***** EXCERPTED TEXT *****
How to optimize your sleep routine

22 Mar. 2019

When we think about our wellbeing we think about diet, exercise, meditation and a well-deserved spa day. Sleep is usually way down the list and that’s because we constantly underestimate how much our sleeping habits impact our health.

In fact, more than 51% of adults, worldwide, are sleep deprived and this worrying trend doesn’t show signs of lessening its grip on us. Quite the contrary, with our lives becoming busier and busier, and the lines between work life and personal life becoming almost obsolete due to our constant digital interaction, sleep is likely to evade us even more.

So what can we do to prevent sleep deprivation and ensure a healthy sleep routine?

Light exposure

The circadian rhythm is our body’s time-keeping system and it dictates when we go to bed and when we should wake up. Light exposure is very important for the circadian rhythm, so make sure that you get a lot of sunlight during the day if you want to fall asleep faster at night.

While bright light is great during the day, make sure to gradually decrease your light exposure during the night, especially blue light exposure. Blue light is the light emanating from your electronic devices (phone, tablet, laptop).

Blue light is to be avoided in the evening mostly because it inhibits melatonin, a hormone that helps us fall asleep.
***** MATERIAL SUPPLIED *****
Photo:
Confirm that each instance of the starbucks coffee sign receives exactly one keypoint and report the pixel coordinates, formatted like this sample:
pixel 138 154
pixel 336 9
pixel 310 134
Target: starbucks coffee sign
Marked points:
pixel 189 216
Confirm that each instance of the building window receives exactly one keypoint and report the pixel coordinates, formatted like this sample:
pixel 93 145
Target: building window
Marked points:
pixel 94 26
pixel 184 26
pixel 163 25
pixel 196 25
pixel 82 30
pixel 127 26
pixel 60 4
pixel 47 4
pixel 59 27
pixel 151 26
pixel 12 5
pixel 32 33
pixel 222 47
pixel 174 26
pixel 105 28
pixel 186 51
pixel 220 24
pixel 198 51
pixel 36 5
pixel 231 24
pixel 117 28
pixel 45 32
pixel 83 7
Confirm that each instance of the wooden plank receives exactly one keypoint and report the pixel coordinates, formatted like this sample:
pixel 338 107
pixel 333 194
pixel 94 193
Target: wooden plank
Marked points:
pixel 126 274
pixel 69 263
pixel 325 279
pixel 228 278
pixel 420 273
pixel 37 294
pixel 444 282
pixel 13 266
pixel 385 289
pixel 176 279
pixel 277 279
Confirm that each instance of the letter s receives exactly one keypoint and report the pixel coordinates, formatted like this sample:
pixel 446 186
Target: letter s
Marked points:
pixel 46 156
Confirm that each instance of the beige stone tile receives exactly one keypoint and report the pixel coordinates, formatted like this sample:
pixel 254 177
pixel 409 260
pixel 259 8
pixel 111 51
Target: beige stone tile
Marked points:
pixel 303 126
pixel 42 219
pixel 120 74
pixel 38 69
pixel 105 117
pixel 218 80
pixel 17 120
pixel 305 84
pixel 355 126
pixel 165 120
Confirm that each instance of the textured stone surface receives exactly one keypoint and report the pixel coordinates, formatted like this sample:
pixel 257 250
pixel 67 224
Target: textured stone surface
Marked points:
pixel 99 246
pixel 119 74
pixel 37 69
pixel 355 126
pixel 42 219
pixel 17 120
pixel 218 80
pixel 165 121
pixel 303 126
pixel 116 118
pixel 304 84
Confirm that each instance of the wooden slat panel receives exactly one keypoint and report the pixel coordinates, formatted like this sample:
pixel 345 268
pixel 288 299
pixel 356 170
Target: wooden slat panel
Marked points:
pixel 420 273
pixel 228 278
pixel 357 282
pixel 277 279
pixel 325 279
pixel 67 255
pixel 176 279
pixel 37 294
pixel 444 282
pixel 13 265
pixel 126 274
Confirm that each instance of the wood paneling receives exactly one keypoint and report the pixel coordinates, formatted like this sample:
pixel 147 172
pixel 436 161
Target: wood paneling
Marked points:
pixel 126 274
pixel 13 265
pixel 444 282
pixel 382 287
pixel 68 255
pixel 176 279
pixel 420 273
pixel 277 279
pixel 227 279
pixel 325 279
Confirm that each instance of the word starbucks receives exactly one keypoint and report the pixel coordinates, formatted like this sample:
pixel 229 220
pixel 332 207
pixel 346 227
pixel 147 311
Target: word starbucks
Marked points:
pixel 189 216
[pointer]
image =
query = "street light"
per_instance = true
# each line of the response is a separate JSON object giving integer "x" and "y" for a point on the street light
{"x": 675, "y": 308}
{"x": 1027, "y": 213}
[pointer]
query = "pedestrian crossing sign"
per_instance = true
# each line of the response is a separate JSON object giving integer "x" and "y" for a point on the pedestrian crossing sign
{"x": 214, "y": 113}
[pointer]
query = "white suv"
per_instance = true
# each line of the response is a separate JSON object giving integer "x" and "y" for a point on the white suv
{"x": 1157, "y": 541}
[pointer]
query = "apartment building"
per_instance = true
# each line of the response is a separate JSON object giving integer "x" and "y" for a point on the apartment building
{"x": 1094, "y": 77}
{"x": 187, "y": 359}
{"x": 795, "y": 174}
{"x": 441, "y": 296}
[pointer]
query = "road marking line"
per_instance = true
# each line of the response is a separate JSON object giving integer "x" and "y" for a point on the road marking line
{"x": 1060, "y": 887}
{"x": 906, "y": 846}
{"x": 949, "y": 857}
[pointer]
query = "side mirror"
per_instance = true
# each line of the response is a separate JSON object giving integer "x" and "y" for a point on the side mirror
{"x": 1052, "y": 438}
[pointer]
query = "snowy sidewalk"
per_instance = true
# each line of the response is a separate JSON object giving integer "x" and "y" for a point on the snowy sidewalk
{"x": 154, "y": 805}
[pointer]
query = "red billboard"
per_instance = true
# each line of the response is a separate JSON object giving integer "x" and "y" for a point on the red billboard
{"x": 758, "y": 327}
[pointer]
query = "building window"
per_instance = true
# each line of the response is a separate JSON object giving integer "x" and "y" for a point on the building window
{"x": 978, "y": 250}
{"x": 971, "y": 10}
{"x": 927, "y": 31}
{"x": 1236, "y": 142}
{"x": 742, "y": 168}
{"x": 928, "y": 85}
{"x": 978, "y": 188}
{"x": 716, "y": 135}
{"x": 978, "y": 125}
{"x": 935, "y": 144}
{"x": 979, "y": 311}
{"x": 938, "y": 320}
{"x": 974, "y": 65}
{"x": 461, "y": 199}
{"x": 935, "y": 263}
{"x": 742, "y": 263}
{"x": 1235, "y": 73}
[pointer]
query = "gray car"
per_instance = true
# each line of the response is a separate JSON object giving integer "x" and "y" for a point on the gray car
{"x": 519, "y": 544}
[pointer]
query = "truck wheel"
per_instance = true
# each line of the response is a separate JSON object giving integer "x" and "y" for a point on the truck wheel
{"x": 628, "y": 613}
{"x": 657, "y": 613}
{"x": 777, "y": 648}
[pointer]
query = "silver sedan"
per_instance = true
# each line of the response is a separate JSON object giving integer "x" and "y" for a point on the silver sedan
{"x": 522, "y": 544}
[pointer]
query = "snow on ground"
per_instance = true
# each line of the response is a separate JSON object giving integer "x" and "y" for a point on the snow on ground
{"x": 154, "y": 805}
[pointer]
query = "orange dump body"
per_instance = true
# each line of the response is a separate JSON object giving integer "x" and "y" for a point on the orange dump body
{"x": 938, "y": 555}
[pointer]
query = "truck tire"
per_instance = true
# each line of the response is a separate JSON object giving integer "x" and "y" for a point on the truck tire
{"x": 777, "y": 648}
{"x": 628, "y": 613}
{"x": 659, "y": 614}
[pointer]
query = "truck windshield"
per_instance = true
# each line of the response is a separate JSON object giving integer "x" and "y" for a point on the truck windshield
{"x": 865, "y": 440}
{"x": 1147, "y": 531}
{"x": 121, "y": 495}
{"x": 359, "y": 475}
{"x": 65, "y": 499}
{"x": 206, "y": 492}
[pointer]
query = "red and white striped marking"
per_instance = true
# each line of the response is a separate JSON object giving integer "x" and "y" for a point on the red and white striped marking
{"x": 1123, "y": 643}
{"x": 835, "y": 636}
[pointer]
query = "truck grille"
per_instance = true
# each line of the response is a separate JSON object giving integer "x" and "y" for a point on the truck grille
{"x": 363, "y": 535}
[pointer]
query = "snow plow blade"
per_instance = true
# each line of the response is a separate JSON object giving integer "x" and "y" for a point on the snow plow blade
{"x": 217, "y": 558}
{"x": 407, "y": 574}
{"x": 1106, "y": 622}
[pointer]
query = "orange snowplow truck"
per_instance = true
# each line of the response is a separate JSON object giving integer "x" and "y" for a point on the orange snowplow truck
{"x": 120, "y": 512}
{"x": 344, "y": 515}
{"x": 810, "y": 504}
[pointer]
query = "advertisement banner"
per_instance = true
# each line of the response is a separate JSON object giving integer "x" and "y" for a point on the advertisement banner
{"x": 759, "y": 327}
*****
--- YOUR TASKS ---
1: According to the sleep routine article, what share of adults worldwide are sleep deprived?
2: Rewrite the sleep routine article from "While bright light" up to and including "us fall asleep.", putting "late hours" in place of "evening".
3: Continue the sleep routine article from the point where it stops.

--- ANSWERS FOR THIS EXERCISE ---
1: More than 51% of adults worldwide are sleep deprived.

2:
While bright light is great during the day, make sure to gradually decrease your light exposure during the night, especially blue light exposure. Blue light is the light emanating from your electronic devices (phone, tablet, laptop).

Blue light is to be avoided in the late hours mostly because it inhibits melatonin, a hormone that helps us fall asleep.

3:
So if you find yourself feeling bored or restless in the evening, pick up a book or play an audiobook instead of watching a movie. It will keep you entertained and facilitate a smooth transition to a healthy, restful night’s sleep.


The room in which you sleep is also important for a healthy sleeping routine.

If you find yourself waking up often during the night or being uncomfortable and missing out on a night of deep, restorative sleep, then you should consider lowering the temperature.

Specialists recommend a bedroom temperature of 70° F or 20° C but it really depends on your own preference.

Diet, coffee and alcohol

Dinner is the most social meal of the day and we like to have a hearty meal with our loved ones when we get home after a busy day. But if you want to sleep well afterward, make sure to have a light dinner so that your body doesn’t stay up to digest all that food instead of making sure you’re fast asleep when you lay your head on the pillow.

Other sleep inhibitors to keep an eye on are caffeine and alcohol. Avoid drinking coffee after 3 PM and limit your alcohol intake in the evening, because although it makes you sleepy, it also prevents you from getting a restful sleep.


Physical exercise is not only good for weight loss and a healthy lifestyle, but it also ensures you get a good night’s sleep. While working out is great for you, make sure you don’t do it right before sleep, as it takes some time for your body to wind down after exercising and you won’t be able to fall asleep for some time.

Stress management

If it’s your thoughts keeping you up at night then the reasons why you’re not sleeping well have nothing to do with anything physical. Stress and anxiety have a way of sneaking up on us until we find ourselves overthinking even the most mundane issues.

Therapy is the best solution if your mind can’t stop racing around, but another great way of getting rid of all that noise is journaling. Write down everything that’s on your mind before going to bed. It works like an evening clean-up of the mind so be brutally honest in your writing and you will definitely go to sleep easier and without the usual overthinking routine.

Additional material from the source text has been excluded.